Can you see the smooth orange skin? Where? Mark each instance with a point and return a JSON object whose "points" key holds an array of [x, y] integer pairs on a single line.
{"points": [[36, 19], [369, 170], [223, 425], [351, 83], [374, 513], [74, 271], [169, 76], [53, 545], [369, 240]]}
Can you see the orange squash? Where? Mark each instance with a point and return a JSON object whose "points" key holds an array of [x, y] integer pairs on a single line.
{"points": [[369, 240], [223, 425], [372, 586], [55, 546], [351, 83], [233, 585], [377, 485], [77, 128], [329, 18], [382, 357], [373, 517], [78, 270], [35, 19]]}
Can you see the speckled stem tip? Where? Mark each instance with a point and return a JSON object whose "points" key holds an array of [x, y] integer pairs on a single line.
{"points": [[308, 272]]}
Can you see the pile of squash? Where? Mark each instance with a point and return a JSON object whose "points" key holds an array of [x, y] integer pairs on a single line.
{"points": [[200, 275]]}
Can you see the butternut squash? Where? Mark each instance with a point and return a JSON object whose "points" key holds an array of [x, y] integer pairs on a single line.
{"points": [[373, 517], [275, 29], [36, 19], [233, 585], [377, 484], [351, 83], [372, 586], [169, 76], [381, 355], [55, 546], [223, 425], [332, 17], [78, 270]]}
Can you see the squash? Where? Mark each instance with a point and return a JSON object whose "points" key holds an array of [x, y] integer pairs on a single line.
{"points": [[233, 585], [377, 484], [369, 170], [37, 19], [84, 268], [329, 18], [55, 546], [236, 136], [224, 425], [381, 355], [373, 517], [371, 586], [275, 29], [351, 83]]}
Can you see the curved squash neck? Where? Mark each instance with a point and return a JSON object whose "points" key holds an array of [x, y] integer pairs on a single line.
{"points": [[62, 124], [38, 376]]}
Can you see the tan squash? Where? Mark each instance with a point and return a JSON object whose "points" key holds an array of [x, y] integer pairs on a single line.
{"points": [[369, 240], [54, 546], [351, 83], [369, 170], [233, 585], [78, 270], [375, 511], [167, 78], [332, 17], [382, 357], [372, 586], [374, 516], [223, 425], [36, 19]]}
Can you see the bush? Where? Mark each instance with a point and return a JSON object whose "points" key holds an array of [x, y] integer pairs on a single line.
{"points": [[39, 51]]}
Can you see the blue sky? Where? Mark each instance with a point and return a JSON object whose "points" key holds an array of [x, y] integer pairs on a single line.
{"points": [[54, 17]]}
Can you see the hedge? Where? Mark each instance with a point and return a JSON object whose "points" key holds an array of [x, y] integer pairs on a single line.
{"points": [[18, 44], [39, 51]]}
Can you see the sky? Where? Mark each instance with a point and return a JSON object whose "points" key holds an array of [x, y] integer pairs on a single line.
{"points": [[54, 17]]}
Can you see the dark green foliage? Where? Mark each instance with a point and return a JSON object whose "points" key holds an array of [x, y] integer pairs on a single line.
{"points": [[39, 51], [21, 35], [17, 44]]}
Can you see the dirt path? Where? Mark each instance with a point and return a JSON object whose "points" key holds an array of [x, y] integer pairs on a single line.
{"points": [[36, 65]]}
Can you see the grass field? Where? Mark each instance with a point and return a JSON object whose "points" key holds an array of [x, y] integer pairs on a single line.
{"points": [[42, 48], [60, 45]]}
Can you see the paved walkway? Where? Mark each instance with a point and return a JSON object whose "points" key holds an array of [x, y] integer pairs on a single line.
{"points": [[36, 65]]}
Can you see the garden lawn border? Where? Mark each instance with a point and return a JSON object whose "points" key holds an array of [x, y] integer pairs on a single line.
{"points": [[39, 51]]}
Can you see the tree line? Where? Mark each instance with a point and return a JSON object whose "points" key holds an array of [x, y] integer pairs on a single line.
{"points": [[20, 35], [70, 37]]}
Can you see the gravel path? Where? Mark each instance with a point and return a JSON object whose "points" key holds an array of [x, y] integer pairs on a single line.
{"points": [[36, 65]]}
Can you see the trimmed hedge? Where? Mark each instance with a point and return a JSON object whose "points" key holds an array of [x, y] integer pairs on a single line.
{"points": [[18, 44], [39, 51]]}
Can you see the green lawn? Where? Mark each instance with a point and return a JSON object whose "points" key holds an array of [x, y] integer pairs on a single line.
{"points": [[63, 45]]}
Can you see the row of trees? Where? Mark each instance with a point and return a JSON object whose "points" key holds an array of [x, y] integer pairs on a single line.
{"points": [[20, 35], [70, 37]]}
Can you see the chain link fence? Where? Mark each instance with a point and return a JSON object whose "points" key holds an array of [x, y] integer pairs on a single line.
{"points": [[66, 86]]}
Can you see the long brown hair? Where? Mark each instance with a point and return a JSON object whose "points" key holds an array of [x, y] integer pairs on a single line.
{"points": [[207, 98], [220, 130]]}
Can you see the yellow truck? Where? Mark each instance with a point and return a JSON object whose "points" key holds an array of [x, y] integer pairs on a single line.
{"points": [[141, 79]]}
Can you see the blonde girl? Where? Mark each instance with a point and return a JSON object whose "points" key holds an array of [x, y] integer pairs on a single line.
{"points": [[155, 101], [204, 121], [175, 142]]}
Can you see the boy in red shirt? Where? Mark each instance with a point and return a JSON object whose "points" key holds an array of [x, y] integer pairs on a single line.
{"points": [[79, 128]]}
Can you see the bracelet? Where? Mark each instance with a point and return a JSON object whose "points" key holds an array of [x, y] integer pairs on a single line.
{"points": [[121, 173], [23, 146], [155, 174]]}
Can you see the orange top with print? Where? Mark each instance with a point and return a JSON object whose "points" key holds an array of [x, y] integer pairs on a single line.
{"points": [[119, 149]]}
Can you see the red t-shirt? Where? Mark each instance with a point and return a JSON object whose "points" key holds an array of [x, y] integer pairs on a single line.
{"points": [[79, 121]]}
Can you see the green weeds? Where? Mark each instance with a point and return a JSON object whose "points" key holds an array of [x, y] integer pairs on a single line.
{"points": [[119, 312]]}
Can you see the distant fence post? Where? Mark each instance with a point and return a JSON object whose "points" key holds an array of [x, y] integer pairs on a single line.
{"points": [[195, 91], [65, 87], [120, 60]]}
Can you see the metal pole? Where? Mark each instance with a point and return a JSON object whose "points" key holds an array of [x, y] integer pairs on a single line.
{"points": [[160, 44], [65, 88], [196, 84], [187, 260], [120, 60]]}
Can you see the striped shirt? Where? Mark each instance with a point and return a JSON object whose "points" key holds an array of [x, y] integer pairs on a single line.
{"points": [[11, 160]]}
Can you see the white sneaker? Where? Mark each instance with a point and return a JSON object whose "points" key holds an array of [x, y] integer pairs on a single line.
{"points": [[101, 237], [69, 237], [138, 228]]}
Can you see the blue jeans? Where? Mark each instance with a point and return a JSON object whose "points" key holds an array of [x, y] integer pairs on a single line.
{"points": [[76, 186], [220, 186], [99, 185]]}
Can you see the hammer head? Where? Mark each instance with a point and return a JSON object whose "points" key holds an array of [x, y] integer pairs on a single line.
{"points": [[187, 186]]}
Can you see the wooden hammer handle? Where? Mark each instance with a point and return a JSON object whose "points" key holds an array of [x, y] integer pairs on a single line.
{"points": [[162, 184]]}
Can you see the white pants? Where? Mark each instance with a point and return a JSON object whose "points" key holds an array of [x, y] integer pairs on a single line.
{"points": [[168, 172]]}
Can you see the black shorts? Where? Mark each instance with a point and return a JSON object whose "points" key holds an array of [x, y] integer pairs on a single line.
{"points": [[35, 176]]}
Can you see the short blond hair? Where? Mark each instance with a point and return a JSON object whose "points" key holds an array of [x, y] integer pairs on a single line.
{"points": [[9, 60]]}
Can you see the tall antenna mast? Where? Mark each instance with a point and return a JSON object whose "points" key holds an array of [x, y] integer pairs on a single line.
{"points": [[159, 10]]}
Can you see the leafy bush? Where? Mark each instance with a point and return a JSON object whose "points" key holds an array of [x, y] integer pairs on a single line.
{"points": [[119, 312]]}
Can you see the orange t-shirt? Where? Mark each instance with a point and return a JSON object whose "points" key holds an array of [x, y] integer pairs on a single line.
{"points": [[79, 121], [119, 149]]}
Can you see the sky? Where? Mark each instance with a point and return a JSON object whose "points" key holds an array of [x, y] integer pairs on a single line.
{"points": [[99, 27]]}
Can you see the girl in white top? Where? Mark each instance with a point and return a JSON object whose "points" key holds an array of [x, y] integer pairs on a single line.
__________
> **Brief**
Repeat the lines from the one containing "Can you see the orange t-shirt?" through the end of the listing, exactly and without any other lines; both ends are included.

> **Result of the task**
Can you see the orange t-shirt? Where? Mark each instance with a point and return a JSON object whose "points" key holds an array of [x, y] integer pairs on a single line.
{"points": [[79, 121], [119, 149]]}
Can you see the sky? Where? Mark each instance with a point and return a JSON object whose "points" key holds an array of [x, y] integer pairs on a single line.
{"points": [[99, 27]]}
Can you see the girl in white top? Where? Mark each instance with a point and return a JSON object whose "points" key holds an array of [x, y] integer pairs on a single line.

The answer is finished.